What the task requires:
From the entries below, output the line with "Note: mark the green" and each following line up to and including the line with "Note: mark the paved", exactly as written.

Records for processing:
□ □ □ □ □
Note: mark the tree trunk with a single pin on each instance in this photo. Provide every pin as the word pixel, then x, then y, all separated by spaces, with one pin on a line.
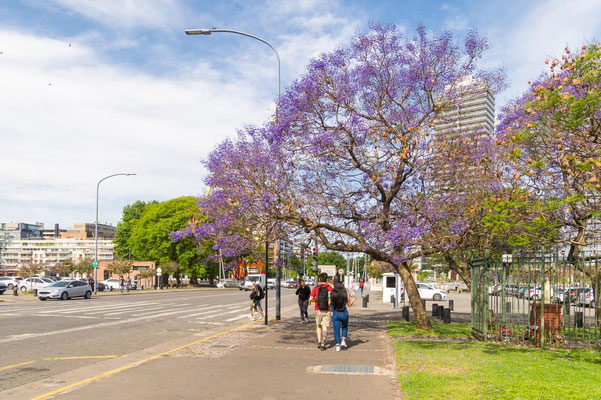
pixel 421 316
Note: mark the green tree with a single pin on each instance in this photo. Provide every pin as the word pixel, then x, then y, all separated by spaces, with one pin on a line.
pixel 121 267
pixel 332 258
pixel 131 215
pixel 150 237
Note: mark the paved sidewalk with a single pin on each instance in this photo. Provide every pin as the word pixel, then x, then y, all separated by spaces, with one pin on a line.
□ □ □ □ □
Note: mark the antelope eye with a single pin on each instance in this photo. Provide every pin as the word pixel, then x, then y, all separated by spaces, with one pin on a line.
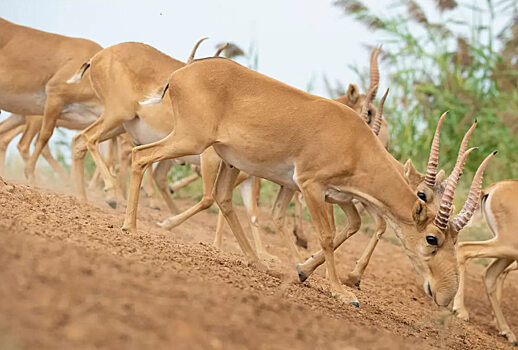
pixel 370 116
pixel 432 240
□ □ □ □ □
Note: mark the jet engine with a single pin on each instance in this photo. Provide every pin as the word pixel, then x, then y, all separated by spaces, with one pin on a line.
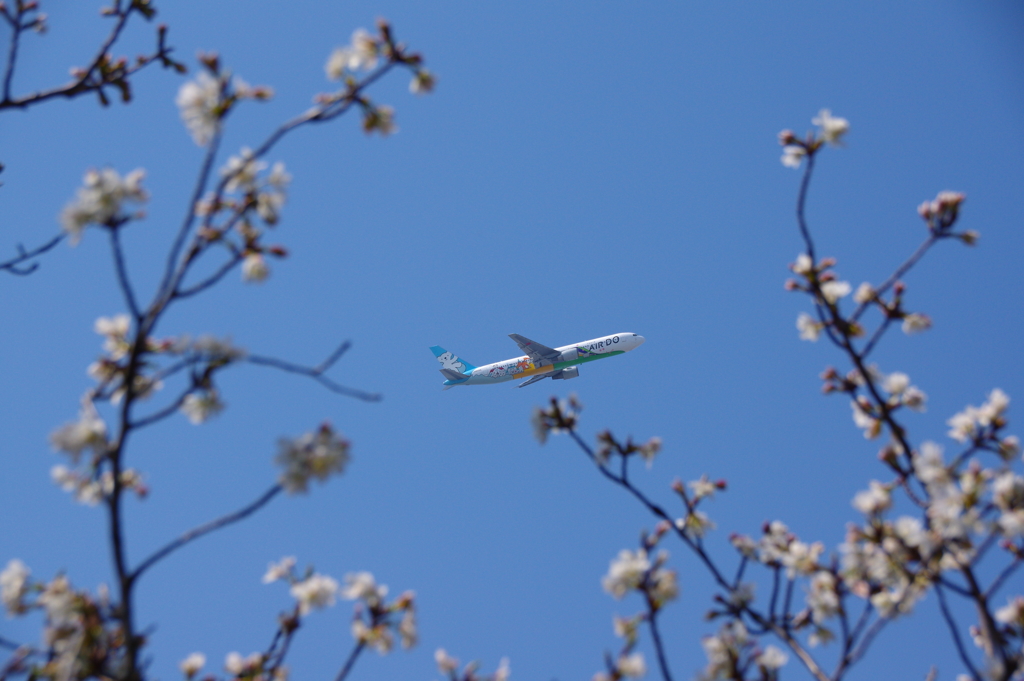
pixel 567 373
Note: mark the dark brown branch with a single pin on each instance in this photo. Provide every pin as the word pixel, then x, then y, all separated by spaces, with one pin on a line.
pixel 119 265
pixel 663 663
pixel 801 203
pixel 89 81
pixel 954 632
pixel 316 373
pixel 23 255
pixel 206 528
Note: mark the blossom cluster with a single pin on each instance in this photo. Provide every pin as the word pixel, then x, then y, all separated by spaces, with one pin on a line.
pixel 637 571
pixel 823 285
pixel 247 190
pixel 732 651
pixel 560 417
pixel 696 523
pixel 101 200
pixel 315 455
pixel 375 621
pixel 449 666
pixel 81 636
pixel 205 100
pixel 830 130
□ □ □ □ □
Exercise output:
Note: mark the green tree with a single pin on each instance in this photo. Provide every pin as the word pixel, then x, then y, all separated by spaces, with one pin on a line.
pixel 121 267
pixel 332 258
pixel 131 215
pixel 150 237
Note: mark the paved sidewalk with a single pin on each instance in this photo. Provide every pin as the word pixel, then x, then y, all separated by spaces, with one pin on a line.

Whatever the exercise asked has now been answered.